Exercise brief: Write the data below out again, with each line matching the original.

(Source data)
====

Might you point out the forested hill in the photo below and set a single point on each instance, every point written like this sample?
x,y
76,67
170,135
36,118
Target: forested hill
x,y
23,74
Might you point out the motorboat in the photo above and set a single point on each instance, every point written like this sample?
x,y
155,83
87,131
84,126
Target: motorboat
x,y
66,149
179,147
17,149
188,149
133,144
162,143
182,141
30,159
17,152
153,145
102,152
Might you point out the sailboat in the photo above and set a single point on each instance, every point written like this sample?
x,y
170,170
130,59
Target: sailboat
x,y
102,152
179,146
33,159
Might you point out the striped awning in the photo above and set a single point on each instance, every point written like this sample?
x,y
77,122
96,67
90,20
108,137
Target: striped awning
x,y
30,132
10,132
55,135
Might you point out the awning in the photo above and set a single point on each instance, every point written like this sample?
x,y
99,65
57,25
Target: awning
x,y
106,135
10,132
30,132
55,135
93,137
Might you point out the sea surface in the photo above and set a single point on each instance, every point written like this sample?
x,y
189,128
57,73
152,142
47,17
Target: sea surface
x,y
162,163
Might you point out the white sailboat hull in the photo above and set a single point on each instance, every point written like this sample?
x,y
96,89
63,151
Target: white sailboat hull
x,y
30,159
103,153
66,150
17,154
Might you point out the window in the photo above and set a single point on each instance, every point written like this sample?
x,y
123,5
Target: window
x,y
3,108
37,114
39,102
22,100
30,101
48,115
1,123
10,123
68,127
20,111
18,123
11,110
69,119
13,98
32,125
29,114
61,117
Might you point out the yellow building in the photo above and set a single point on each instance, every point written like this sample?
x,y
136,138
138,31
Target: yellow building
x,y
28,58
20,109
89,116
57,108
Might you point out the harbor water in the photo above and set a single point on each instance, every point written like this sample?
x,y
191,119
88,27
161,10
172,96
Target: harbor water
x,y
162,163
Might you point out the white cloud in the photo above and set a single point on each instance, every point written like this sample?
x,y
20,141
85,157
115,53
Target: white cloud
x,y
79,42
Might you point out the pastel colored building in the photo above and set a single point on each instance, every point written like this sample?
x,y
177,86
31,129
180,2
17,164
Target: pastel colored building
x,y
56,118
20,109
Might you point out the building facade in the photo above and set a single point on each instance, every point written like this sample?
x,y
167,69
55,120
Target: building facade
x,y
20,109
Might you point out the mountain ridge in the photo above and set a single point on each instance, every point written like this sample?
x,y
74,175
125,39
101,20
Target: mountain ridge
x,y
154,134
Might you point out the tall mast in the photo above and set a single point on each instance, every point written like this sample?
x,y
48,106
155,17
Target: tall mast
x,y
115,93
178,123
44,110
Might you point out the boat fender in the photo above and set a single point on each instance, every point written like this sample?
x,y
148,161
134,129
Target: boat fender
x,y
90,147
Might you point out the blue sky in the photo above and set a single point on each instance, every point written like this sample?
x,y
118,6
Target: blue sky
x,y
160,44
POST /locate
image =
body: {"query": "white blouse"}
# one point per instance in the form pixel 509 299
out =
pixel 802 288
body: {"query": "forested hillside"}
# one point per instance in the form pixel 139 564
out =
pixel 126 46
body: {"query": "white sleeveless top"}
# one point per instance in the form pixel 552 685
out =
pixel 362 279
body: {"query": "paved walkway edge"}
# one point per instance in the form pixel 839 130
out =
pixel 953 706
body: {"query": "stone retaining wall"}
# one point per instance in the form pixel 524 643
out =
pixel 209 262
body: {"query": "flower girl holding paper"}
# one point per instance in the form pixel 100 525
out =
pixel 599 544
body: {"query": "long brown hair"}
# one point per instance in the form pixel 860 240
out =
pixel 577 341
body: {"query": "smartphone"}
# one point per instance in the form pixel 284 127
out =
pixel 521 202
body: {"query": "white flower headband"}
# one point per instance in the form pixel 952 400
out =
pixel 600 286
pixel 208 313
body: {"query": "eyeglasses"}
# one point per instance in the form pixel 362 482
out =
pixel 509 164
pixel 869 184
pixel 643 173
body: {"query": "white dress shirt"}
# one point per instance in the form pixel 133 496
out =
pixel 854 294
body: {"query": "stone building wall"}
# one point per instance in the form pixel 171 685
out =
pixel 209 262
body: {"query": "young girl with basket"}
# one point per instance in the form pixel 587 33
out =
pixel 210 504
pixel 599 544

====

Exercise answer:
Might you point out the forested hill in the photo below and set a single point on each instance, every point written like this sample?
x,y
76,67
170,135
36,118
Target: forested hill
x,y
23,74
Might you point out the motorboat in the photo above and set a single point on each instance, every point written like this sample?
x,y
155,83
87,131
84,126
Target: motorboat
x,y
66,149
179,147
17,149
188,149
133,144
162,143
182,141
30,159
17,152
153,145
102,152
Might you point out the sailboat in the photo above and set a single point on each instance, every point written like this sample?
x,y
170,170
130,59
Target: sailboat
x,y
102,152
179,146
33,159
Might you point out the striped awning in the photo above and set a single point on each instance, every point written like this sample?
x,y
77,122
96,67
90,20
108,137
Target: striped awning
x,y
30,132
10,132
55,135
Might you point out the awning in the photo above and set a single point on each instance, every point written like this sample?
x,y
99,65
57,25
Target: awning
x,y
106,135
10,132
30,132
55,135
93,137
Might you point out the sea surface in the photo above and set a single point on each instance, every point written like this sample?
x,y
189,128
57,73
152,142
47,17
Target: sea surface
x,y
162,163
Might you point out the white sailboat hull in the photo above and set a single point on each instance, every point written like this sample?
x,y
96,89
63,151
Target: white sailboat hull
x,y
30,159
103,153
66,150
17,154
Might you point out the window in the photo above and set a single point on each instance, every point written like this sample?
x,y
123,5
Target: window
x,y
3,108
37,114
39,102
22,100
30,101
48,115
1,123
10,123
68,127
20,111
18,123
11,110
69,119
13,98
32,125
29,114
61,117
Might you point out the yellow building in the photo above and set a single point on each instance, every point written like this sample?
x,y
136,138
138,31
Target: yellow building
x,y
28,58
20,109
89,116
57,108
Might you point out the harbor water in the photo above and set a single point on each instance, every point written like this sample?
x,y
191,119
88,27
161,10
172,96
Target: harbor water
x,y
162,163
Might you point out the white cloud in the photo above and set a single point on each instance, every point written like this sample?
x,y
20,141
85,157
115,53
Target: white cloud
x,y
79,42
Might you point out the pastel colored building in the photo above and set a single point on each instance, every point written like this sample?
x,y
177,86
31,129
180,2
17,164
Target: pastel colored building
x,y
56,118
20,109
Might you point out the building facade in the photo above and set a single point on each instance, every point written like this sample?
x,y
167,69
55,120
Target: building facade
x,y
20,109
Might you point out the mountain ridge in the photo above and set a single point on each instance, every point written like this sample?
x,y
74,175
125,39
101,20
Target: mountain ridge
x,y
154,134
Might you point out the tall mast in the photo above and set a single point on each instance, every point written like this sample?
x,y
48,106
155,17
Target: tall mast
x,y
115,93
178,123
44,110
Might you point out the boat fender in the photo above and set a single point on each instance, every point written like this sample?
x,y
148,161
134,129
Target: boat fender
x,y
90,147
Might you point out the blue sky in the photo above and set a single point on each instance, every point written like this sample?
x,y
118,6
Target: blue sky
x,y
160,44
POST /locate
image =
body: {"query": "white blouse"}
# one point per instance in the form pixel 509 299
out =
pixel 802 288
body: {"query": "forested hillside"}
# one point per instance in the form pixel 139 564
out =
pixel 126 46
body: {"query": "white sleeveless top"}
# one point per instance in the form pixel 552 685
out =
pixel 362 279
body: {"query": "paved walkway edge"}
# one point per instance in the form pixel 839 130
out =
pixel 953 706
body: {"query": "stone retaining wall"}
# one point per instance in the form pixel 524 643
out =
pixel 209 262
body: {"query": "flower girl holding paper"}
# one point per instance in the form pixel 100 525
out =
pixel 599 544
body: {"query": "long brown hair"}
# one point per instance in the form pixel 860 240
out =
pixel 577 341
body: {"query": "smartphone"}
# one point per instance in the form pixel 284 127
out =
pixel 521 202
body: {"query": "white flower headband"}
# one point per instance in the form pixel 952 400
out =
pixel 600 286
pixel 208 313
body: {"query": "eyeglasses"}
# one point per instance in the form pixel 362 482
out =
pixel 509 164
pixel 869 184
pixel 643 173
body: {"query": "white dress shirt"}
# one point per instance in the form pixel 133 496
out =
pixel 854 294
body: {"query": "stone building wall"}
# one point per instance in the form pixel 171 685
out =
pixel 209 262
body: {"query": "young girl with basket"}
# one point per instance in the form pixel 587 33
out =
pixel 210 504
pixel 599 544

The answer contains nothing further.